◆ **EXERCISE DETAILS**: Copy the book review below from "We knew what" to "escape into it.", inclusive, switching "intrigue" to "mystery".
──────── PASSAGE PROVIDED
We knew what was going on from the historical perspective but had virtually no idea what happened from the contemporary side. What was going on at St. Joan’s? The intrigue kept me hooked, picking up the book at breakfast and any free time I could use to escape into it.
One detail that I appreciated was the depth of the academic obsession on the side of the St. Joan’s girls. The hunger for AP classes, extracurriculars, extra credit, colleges, and all, is one of the most frenzied depictions as show in YA. It’s pretty realistic for those of us who are ambitious enough to fall into the insanity of academic success. I loved it. I loved the character- while Colleen wasn’t as immediately warm per se as Harper from Rebel Belle by Rachel Hawkins (another college fiend), she was still relatable and motivated. I seriously adore driven characters, particularly fed from the same intensity that Colleen was.
Another interesting detail was how the pure act of being ill led to whispers and privilege, a presence that gave the afflicted girls a kind of power. If there’s anything from The Crucible that Howe really retained, it was the shock and awe trailing each girl. It was a presence felt in both Danvers (the contemporary setting) and the lore of Salem.
Supporting characters were strong and vibrant. Colleen was engrossed in the fight for valedictorian which led her to become a little self-absorbed in parts of the novel, but she began to realize that her friends were going through things she didn’t even know about as the disease took its toll. From a student-teacher relationship to a disorder to love affairs, she was aware of several things and blissfully ignorant of others. Emma – one of her friends dealing with a particularly fascinating conflict throughout – was alarming in the sense that we weren’t sure whether or not we could trust her. It was interesting to see how she interacted with all of them throughout, and how her focus only sharpened as she learned more. The more I read about each of the characters, the more that I enjoyed them.
There was a romance, but it wasn’t a main facet of the book. Colleen was too focused on her own ambitions and the dark goings-on at her school to be drawn head-first into a romance. It was refreshing to see a character whose life wasn’t entirely changed when she met a boy, but it continued on as a pleasing sub-plot, with all the anxiety and sweetness of any budding relationship.
Her family was an additional plus. They perfectly complemented the tone of the novel, concerned about the outbreak and encouraging her college aspirations but still fading into the background enough for them to not overshadow important points. Colleen relied a lot on her parents’ presence and they were a relevant part of her life. Little scenes like watching the news together before breakfast contributed a comforting tone to an otherwise chilling continuity in the plot. It wasn’t yet another absentee-parents trope come to life.
────────────────
──────── AVAILABLE DATA
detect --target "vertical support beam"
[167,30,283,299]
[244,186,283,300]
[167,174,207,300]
────────────────
◆ **WRITTEN ANSWER**:
We knew what was going on from the historical perspective but had virtually no idea what happened from the contemporary side. What was going on at St. Joan’s? The mystery kept me hooked, picking up the book at breakfast and any free time I could use to escape into it.